• _Task prompt_
The data below should be printed in full, exactly, and without any of its images.

• _Given records_
====
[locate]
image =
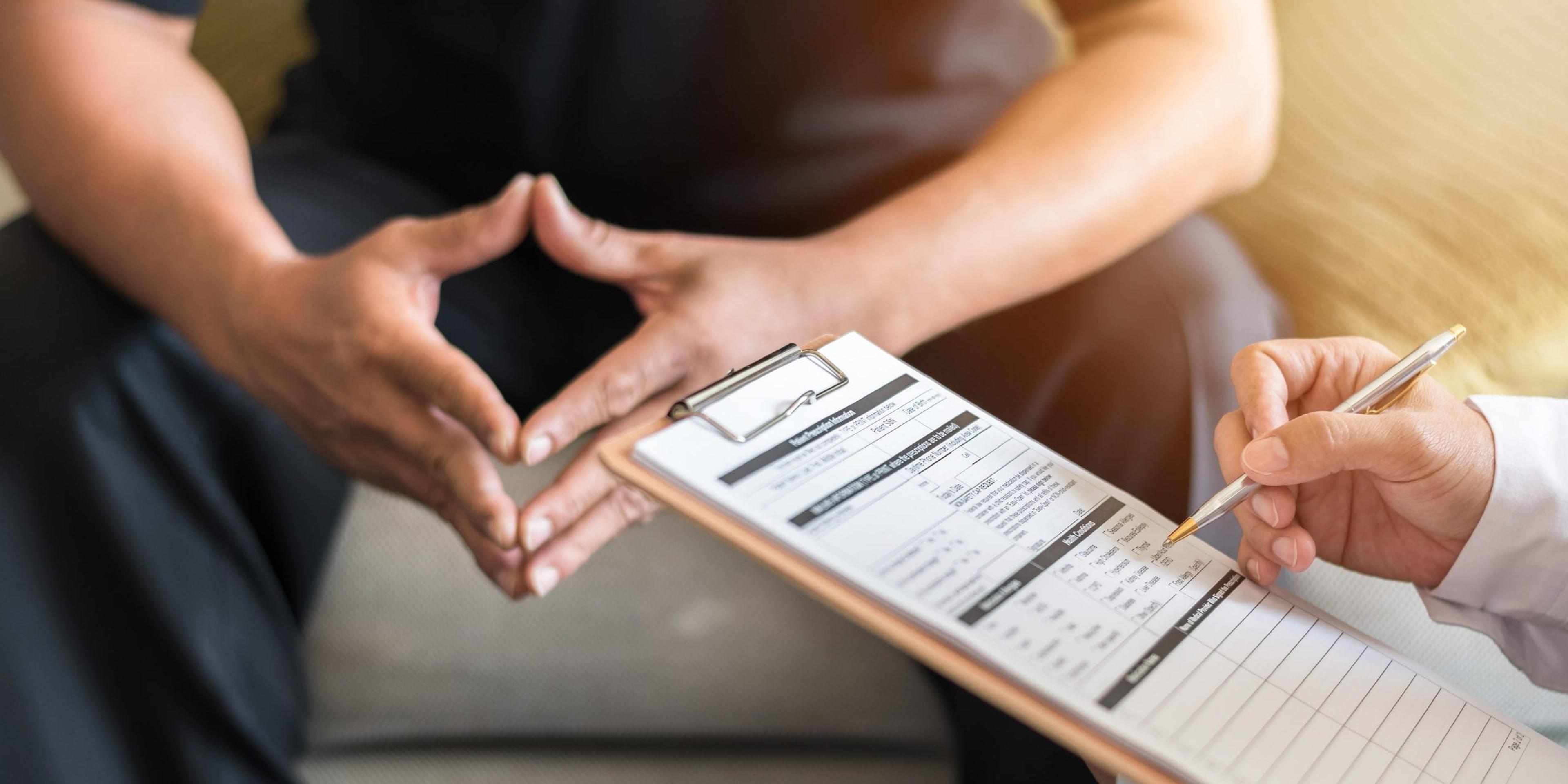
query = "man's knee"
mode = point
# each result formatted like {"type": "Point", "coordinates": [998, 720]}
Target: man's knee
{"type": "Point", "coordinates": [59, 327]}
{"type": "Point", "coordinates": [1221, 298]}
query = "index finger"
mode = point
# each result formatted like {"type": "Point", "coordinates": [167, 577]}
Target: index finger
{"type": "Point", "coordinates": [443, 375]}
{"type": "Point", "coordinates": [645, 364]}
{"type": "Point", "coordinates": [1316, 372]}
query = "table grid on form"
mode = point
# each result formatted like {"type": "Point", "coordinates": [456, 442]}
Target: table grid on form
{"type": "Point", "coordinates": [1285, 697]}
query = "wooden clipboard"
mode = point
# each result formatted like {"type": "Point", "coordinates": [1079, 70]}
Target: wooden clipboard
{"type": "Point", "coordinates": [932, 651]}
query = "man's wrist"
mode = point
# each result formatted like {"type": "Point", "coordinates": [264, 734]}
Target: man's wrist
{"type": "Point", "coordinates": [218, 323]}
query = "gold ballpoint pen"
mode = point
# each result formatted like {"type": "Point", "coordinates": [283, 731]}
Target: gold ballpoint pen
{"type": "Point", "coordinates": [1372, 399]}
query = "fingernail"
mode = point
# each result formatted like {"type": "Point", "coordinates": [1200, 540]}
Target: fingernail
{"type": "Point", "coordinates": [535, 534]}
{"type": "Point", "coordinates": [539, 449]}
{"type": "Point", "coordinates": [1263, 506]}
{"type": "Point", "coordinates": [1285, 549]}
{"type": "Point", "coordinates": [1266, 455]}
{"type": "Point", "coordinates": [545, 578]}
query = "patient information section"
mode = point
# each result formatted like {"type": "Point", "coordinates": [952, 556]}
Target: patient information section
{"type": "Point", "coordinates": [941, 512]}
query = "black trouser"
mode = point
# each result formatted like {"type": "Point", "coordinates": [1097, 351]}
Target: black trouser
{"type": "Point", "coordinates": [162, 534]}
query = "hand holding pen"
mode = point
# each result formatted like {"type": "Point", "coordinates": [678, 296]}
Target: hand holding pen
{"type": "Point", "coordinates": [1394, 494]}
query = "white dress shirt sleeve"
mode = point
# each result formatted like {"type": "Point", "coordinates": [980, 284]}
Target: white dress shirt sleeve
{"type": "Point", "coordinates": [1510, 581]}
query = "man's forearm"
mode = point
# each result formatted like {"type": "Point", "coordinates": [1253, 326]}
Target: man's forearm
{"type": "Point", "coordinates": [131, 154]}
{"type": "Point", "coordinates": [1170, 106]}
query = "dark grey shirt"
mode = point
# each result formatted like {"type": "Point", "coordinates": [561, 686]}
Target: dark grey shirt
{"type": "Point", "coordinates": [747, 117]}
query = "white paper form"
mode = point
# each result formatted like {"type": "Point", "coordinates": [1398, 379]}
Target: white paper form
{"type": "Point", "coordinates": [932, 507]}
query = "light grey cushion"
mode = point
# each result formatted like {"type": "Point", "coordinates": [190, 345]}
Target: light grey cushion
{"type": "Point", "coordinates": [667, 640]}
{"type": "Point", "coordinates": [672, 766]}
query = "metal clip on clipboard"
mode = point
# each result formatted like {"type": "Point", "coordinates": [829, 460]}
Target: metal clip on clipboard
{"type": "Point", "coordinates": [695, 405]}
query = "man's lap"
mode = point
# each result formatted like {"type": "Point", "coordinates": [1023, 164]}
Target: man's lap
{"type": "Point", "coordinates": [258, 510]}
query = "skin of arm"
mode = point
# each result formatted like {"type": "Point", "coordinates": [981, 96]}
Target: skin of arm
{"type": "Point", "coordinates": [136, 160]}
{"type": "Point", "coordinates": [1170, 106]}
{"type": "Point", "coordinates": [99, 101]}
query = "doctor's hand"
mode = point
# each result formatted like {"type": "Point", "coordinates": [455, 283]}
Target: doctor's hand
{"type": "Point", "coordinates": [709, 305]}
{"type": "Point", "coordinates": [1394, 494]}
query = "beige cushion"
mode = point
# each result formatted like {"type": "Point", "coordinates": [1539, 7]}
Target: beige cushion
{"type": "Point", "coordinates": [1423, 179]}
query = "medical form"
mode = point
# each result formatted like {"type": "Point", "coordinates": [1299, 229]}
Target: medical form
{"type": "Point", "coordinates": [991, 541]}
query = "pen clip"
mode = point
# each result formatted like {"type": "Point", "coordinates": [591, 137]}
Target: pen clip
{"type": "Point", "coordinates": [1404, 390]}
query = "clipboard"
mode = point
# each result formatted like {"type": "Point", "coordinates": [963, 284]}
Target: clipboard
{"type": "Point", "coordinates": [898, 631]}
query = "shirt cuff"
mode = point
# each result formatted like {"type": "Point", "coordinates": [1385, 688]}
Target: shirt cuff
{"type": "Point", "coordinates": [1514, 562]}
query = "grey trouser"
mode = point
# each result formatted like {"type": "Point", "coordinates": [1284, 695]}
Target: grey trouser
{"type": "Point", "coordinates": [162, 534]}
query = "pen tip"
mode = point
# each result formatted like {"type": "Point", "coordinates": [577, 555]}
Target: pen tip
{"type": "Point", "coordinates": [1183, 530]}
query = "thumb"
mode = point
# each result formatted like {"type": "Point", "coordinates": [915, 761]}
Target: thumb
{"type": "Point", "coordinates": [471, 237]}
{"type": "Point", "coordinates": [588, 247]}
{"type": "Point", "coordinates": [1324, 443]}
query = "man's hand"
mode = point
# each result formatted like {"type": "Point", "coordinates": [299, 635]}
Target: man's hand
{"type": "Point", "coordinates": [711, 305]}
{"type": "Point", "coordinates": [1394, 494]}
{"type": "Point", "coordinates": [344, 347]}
====
• _Answer_
[locate]
image =
query = "man's knee"
mode = point
# each result formatted like {"type": "Point", "coordinates": [998, 720]}
Target: man's knee
{"type": "Point", "coordinates": [59, 327]}
{"type": "Point", "coordinates": [1221, 298]}
query = "index finger"
mode = point
# each result formatted like {"type": "Point", "coordinates": [167, 577]}
Target: index finger
{"type": "Point", "coordinates": [443, 375]}
{"type": "Point", "coordinates": [645, 364]}
{"type": "Point", "coordinates": [1316, 372]}
query = "table grid on form"
mode = point
# each result formatted like {"type": "Point", "coordinates": [456, 442]}
Target: table grid on form
{"type": "Point", "coordinates": [1285, 697]}
query = "wooden clipboard"
mode = point
# each result formatted like {"type": "Point", "coordinates": [1079, 70]}
Target: wooden clipboard
{"type": "Point", "coordinates": [932, 651]}
query = "man's wrist"
mode = point
# each result formatted like {"type": "Point", "coordinates": [264, 734]}
Target: man's wrist
{"type": "Point", "coordinates": [218, 323]}
query = "gold ballpoint pen"
mode = point
# each result formatted like {"type": "Point", "coordinates": [283, 731]}
Target: gold ballpoint pen
{"type": "Point", "coordinates": [1372, 399]}
query = "fingernail"
mode = point
# each result formatted like {"type": "Point", "coordinates": [1200, 540]}
Target: fingernail
{"type": "Point", "coordinates": [535, 534]}
{"type": "Point", "coordinates": [539, 449]}
{"type": "Point", "coordinates": [1263, 506]}
{"type": "Point", "coordinates": [1285, 549]}
{"type": "Point", "coordinates": [1266, 455]}
{"type": "Point", "coordinates": [545, 578]}
query = "patient information section"
mode = point
# each result formatted like {"type": "Point", "coordinates": [952, 556]}
Target: patient information section
{"type": "Point", "coordinates": [941, 512]}
query = "black trouser"
mode = point
# each result formatted like {"type": "Point", "coordinates": [1097, 351]}
Target: black trouser
{"type": "Point", "coordinates": [162, 534]}
query = "hand holding pen"
mode = point
# each result formatted like {"type": "Point", "coordinates": [678, 296]}
Target: hand holding pen
{"type": "Point", "coordinates": [1394, 494]}
query = "white dress shirt sleeve"
mode = point
# each result formatted like {"type": "Point", "coordinates": [980, 284]}
Target: white dress shirt sleeve
{"type": "Point", "coordinates": [1510, 581]}
query = "man's forearm"
mode = point
# each result formatted like {"type": "Point", "coordinates": [1253, 326]}
Target: man's forearm
{"type": "Point", "coordinates": [131, 154]}
{"type": "Point", "coordinates": [1170, 106]}
query = "dark grey shirt"
mode = point
# each result formatted like {"type": "Point", "coordinates": [561, 686]}
Target: dark grey shirt
{"type": "Point", "coordinates": [747, 117]}
query = "white paper form"
mode = point
# each result formatted like {"type": "Point", "coordinates": [1398, 379]}
Target: white paper form
{"type": "Point", "coordinates": [932, 507]}
query = "light grey cushion"
mode = point
# each result formatted like {"type": "Point", "coordinates": [190, 345]}
Target: light grey cushion
{"type": "Point", "coordinates": [667, 640]}
{"type": "Point", "coordinates": [672, 766]}
query = "metal clip on clipboard"
mode = point
# each result formatted like {"type": "Point", "coordinates": [829, 460]}
Target: metal clip on clipboard
{"type": "Point", "coordinates": [695, 405]}
query = "man's lap"
mode = point
# each result formatted like {"type": "Point", "coordinates": [1023, 164]}
Target: man's lap
{"type": "Point", "coordinates": [258, 510]}
query = "skin of arm"
mode = point
# each result formatted like {"type": "Point", "coordinates": [981, 96]}
Target: skin of arm
{"type": "Point", "coordinates": [136, 160]}
{"type": "Point", "coordinates": [1170, 106]}
{"type": "Point", "coordinates": [99, 101]}
query = "doctor's hand"
mode = point
# each result formatted like {"type": "Point", "coordinates": [455, 283]}
Target: doctor's hand
{"type": "Point", "coordinates": [709, 305]}
{"type": "Point", "coordinates": [1394, 494]}
query = "beige cushion"
mode = point
# each result formatted like {"type": "Point", "coordinates": [1539, 7]}
Target: beige cushion
{"type": "Point", "coordinates": [1423, 179]}
query = "medical form"
mode = point
# each result formatted like {"type": "Point", "coordinates": [1299, 229]}
Target: medical form
{"type": "Point", "coordinates": [991, 541]}
query = "pen clip"
mode = point
# each result formatted like {"type": "Point", "coordinates": [591, 137]}
Target: pen clip
{"type": "Point", "coordinates": [1404, 390]}
query = "clipboard"
mode = point
# each result formatted like {"type": "Point", "coordinates": [963, 284]}
Target: clipboard
{"type": "Point", "coordinates": [898, 631]}
query = "shirt cuff"
mode = point
# each result formatted like {"type": "Point", "coordinates": [1385, 688]}
Target: shirt cuff
{"type": "Point", "coordinates": [1514, 562]}
query = "grey trouser"
mode = point
# each result formatted like {"type": "Point", "coordinates": [1284, 695]}
Target: grey trouser
{"type": "Point", "coordinates": [162, 534]}
query = "pen tip"
mode = point
# each result formatted like {"type": "Point", "coordinates": [577, 555]}
Target: pen tip
{"type": "Point", "coordinates": [1183, 530]}
query = "thumb"
mode = point
# each result formatted like {"type": "Point", "coordinates": [915, 761]}
Target: thumb
{"type": "Point", "coordinates": [471, 237]}
{"type": "Point", "coordinates": [588, 247]}
{"type": "Point", "coordinates": [1324, 443]}
query = "man's hand"
mode = point
# each result formatted like {"type": "Point", "coordinates": [299, 635]}
Target: man's hand
{"type": "Point", "coordinates": [711, 305]}
{"type": "Point", "coordinates": [1394, 494]}
{"type": "Point", "coordinates": [344, 347]}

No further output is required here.